* **Your instructions**:
Quote each of the records below verbatim, keeping every line in its original order.

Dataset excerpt
_ _ _ _ _ _ _
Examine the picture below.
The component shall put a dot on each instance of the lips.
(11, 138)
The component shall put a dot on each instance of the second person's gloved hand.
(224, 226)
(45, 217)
_ _ _ _ _ _ _
* **Exercise solution**:
Examine the picture below.
The component shall put a dot on each instance of the lips.
(11, 138)
The component shall put a dot on each instance of the second person's gloved hand.
(224, 226)
(45, 217)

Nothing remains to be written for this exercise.